● TEXTO DO EXERCÍCIO
#####

Que diagnóstico você faz da democracia
atualmente no mundo?
Diagnóstico não é uma palavra boa. Eu
diria que a democracia sofre de uma doença crônica aguda. As fontes da crise
democrática são antigas, mas é agora que os sintomas mais dramáticos estão
aparecendo. Quando você olha ao redor do mundo, vê que as quatro maiores
democracias estão sendo tocadas por líderes populistas, incluindo o Brasil. E
quando você olha para a Europa, por exemplo, pode dirigir pela Polônia, pela
Hungria, pela República Tcheca e pela Itália e ter a sensação de que não deixou
um país. Todas essas populações já fizeram um estrago enorme na democracia.
Isso é verdade para a Hungria na Europa, mas também na Venezuela, na América
Latina. A doença está aguda, mas o paciente não está morto ainda.
Como chegamos a essa situação em que o
povo se coloca contra a democracia?
Se você vir o mesmo fenômeno
acontecendo em vários diferentes países ao mesmo tempo, é muito importante
achar uma explicação comum: acho que há duas raízes particularmente importantes
da crise democrática. Uma das coisas relevantes é a crise de legitimidade. Em
vários momentos da humanidade, houve um aumento do padrão de vida de uma
geração para a outra. Mesmo nos primeiros anos da democracia brasileira, apesar
de alguns problemas, as pessoas tinham uma fé residual nas instituições
políticas. O que estamos vendo agora é uma profunda estagnação econômica em
vários países, especialmente nos EUA e em parte da Europa, onde os padrões de
vida não melhoraram nos últimos 30, 40 anos para a maioria das pessoas.
De que maneira isso afeta o Brasil?
Você vê isso no Brasil também, que até
viu uma melhora no padrão de vida, mas agora há um profundo desencantamento com
a corrupção, com a maneira como as instituições não conseguem ser responsivas
para a demanda das pessoas e um medo do futuro. O segundo fenômeno importante é
uma rápida transformação demográfica e cultural em muitas democracias ao redor
do mundo. Quando eles foram estabelecidos e consolidados, muitos desses países
eram relativamente homogêneos e hierárquicos. Nas últimas décadas, isso começou
a mudar por causa da imigração, das desigualdades e por causa de coisas como a
igualdade das mulheres e o sucesso dos movimentos gays.
Isso é bom ou nocivo para o equilíbrio
social?

#####

● LISTAGEM EXTRAÍDA
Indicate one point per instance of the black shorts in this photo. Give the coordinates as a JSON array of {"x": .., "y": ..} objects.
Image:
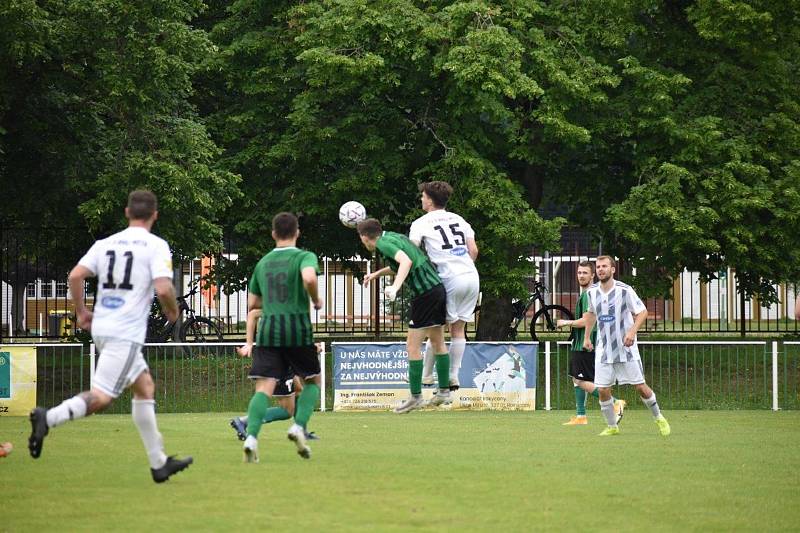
[
  {"x": 581, "y": 365},
  {"x": 429, "y": 309},
  {"x": 285, "y": 386},
  {"x": 283, "y": 363}
]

#####

● TAREFAS DO EXERCÍCIO
1 – Traduza para o inglês esta frase do texto sobre a crise da democracia: "A doença está aguda, mas o paciente não está morto ainda."
2 – Reproduza o trecho do texto sobre a crise da democracia que começa em "Se você vir" e termina em "afeta o Brasil?".
A listagem não tem relação com o texto sobre a crise da democracia.

● RESPOSTAS EM ORDEM
1 – The disease is acute, but the patient is not dead yet.

2 –
Se você vir o mesmo fenômeno
acontecendo em vários diferentes países ao mesmo tempo, é muito importante
achar uma explicação comum: acho que há duas raízes particularmente importantes
da crise democrática. Uma das coisas relevantes é a crise de legitimidade. Em
vários momentos da humanidade, houve um aumento do padrão de vida de uma
geração para a outra. Mesmo nos primeiros anos da democracia brasileira, apesar
de alguns problemas, as pessoas tinham uma fé residual nas instituições
políticas. O que estamos vendo agora é uma profunda estagnação econômica em
vários países, especialmente nos EUA e em parte da Europa, onde os padrões de
vida não melhoraram nos últimos 30, 40 anos para a maioria das pessoas.
De que maneira isso afeta o Brasil?